» Source excerpt:
──────────────────────────────

A Brief Survey of High-Level Approaches to Implementing Distributed Applications

Suraj N. Kurapati
Technical Writing
University of California Santa Cruz

November 2004

Abstract

Using a low-level approach in implementing inter-process communication for distributed applications burdens the programmer with synchronization issues that are usually irrelevant to the piece of business logic being implemented. This article surveys various high-level approaches which encapsulate inter-process communication whilst enabling the programmer to focus on implementing business logic.

1 Asynchronous Communication

Asynchronous methods of inter-process communication are well suited for distributed applications involving the computation of independent tasks. For example, consider a distributed business application which retrieves the number of new employees hired every year in the last 50 years. Assuming that the process of retrieving the number of new employees hired in a given year does not depend on that of the previous year, we can distribute the overall calculation across 50 different processes-each of which calculates the number of new employees hired during a single year-and combine their individual results into one suitable for the overall calculation.

In addition, asynchronous methods are error-prone when in multi-threaded programming environments [1] due to lack of built-in synchronization facilities, such as semaphores, to prevent communication of obsolete or incorrect data.

1.1 Shared Memory

Before the introduction of message-passing models of asynchronous communication in the late 1970's [2], a technique called "shared memory" was widely in use by supercomputers as a means of inter-process and -processor communication [2]. As the name suggests, this technique involves the reading and writing of data or messages to an area of shared memory. However, the disadvantages of this approach are that (1) it does not scale well for distributed applications running on computing clusters [2] and (2) it has synchronization issues such as race conditions-which further complicate a distributed application because semaphores are necessary to mitigate them. In addition, a shared memory model is quite susceptible to failure because the corruption of the shared memory by a disgruntled process or the loss of electrical power can bring it down, so to speak.

1.1.1 Component Object Model (COM)

COM is a shared-memory model of inter-process communication for the Microsoft Windows operating system [1]. It was originally implemented through the "clipboard" facility and provided naming services through the "registry" facility of said operating system [1]. Though the use of COM is widespread in Microsoft Windows based applications, their programming interface can be quite inhibiting. In particular, (1) "there is no implementation inheritance, thus a component defining a derived interface must implement all functions of the base interfaces again" [1], (2) COM is susceptible to failure because the event of a "registry" corruption [1] can render inter-process communication nonfunctional, and (3) destabilize the remainder of the operating system [1]. In addition, COM functions over a single processor and does not facilitate communication over a network [1,2].

1.2 Parallel Virtual Machine (PVM)

──────────────────────────────

» What you will do:
- A) In the survey on distributed applications, through which Microsoft Windows facility was COM originally implemented?
- B) Copy word for word the dataset rows starting at the line that contains "A point marks every instance of the yellow lemon" and continuing through the end of the rows, leaving out any pictures.

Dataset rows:
──────────────────────────────

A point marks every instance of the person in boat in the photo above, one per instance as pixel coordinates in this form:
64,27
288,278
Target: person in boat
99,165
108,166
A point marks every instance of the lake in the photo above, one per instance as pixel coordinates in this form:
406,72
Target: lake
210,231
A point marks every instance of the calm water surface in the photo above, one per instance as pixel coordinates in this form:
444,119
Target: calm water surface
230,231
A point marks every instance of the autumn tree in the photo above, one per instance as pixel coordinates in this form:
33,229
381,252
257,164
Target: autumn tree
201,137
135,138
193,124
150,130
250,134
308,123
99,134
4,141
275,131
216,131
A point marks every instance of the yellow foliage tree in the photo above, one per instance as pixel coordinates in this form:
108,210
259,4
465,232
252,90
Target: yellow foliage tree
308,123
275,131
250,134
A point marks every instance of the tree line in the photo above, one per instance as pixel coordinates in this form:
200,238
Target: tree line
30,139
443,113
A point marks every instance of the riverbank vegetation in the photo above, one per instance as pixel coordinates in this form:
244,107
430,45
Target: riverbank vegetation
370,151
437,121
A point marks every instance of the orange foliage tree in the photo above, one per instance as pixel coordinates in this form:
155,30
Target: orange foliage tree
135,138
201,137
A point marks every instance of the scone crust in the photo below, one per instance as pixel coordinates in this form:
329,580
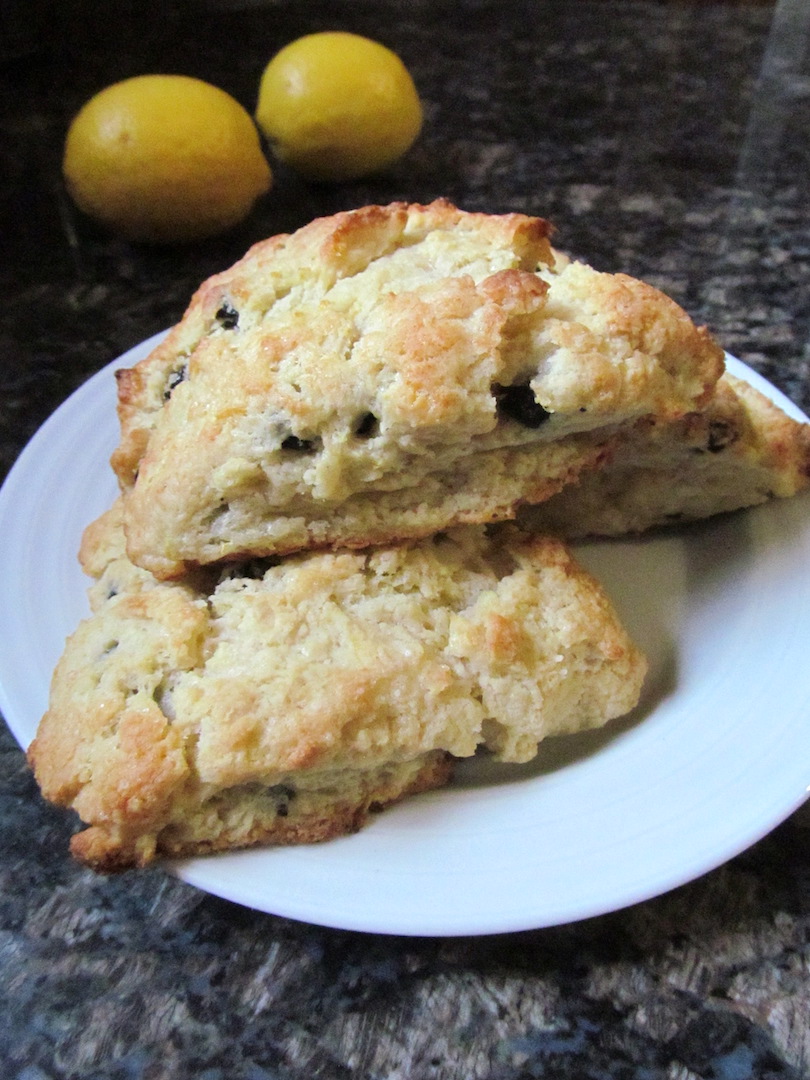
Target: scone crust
385,373
281,703
739,451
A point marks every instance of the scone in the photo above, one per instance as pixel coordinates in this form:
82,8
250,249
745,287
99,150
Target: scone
281,701
383,374
741,450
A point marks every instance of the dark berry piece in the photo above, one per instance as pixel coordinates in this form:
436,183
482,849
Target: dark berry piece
227,316
517,403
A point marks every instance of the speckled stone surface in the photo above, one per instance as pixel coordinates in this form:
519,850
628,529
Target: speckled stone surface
670,140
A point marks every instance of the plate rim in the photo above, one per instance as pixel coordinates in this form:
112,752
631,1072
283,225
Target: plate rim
198,872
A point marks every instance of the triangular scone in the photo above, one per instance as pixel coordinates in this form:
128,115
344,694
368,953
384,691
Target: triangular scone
741,450
383,374
282,701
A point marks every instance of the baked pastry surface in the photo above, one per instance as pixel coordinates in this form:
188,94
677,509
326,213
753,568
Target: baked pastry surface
739,451
281,701
383,374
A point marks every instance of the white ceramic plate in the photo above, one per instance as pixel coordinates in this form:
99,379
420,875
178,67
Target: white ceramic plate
715,756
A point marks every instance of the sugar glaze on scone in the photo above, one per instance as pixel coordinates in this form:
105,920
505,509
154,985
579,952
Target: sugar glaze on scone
739,451
383,374
282,701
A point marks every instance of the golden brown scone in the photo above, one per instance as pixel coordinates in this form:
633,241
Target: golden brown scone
383,374
281,701
741,450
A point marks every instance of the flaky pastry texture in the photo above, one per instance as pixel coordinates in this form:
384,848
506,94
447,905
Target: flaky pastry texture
282,701
383,374
741,450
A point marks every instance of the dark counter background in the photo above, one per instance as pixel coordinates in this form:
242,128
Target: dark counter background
671,140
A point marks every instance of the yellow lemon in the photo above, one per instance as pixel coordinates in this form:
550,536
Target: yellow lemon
337,106
164,158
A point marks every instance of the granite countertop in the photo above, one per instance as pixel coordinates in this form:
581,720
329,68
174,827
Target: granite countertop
671,140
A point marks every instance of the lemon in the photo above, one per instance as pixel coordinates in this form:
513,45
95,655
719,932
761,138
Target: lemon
164,158
336,106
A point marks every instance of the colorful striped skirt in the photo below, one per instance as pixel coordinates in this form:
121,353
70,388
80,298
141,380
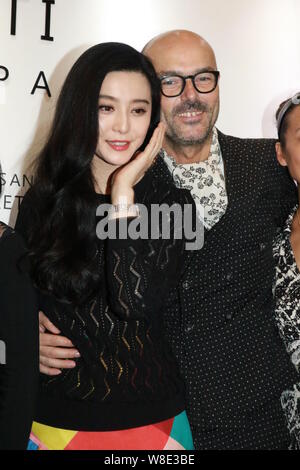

──────────────────────────────

» Responses in order:
- A) The "clipboard" facility.

- B)
A point marks every instance of the yellow lemon in the photo above, one per instance as pixel coordinates in this form:
550,536
Target: yellow lemon
337,106
164,158
A point marks every instance of the granite countertop in the photo above, one per instance as pixel coordinates in this form:
581,720
329,68
174,827
Target: granite countertop
671,140
A point marks every instance of the lemon in the photo above, one per instance as pixel coordinates in this form:
513,45
95,655
719,932
761,138
Target: lemon
164,158
336,106
A point marks every instance of the colorful striped skirt in the photo below, one per instance as pixel coordinates in this form:
121,353
70,388
80,298
141,380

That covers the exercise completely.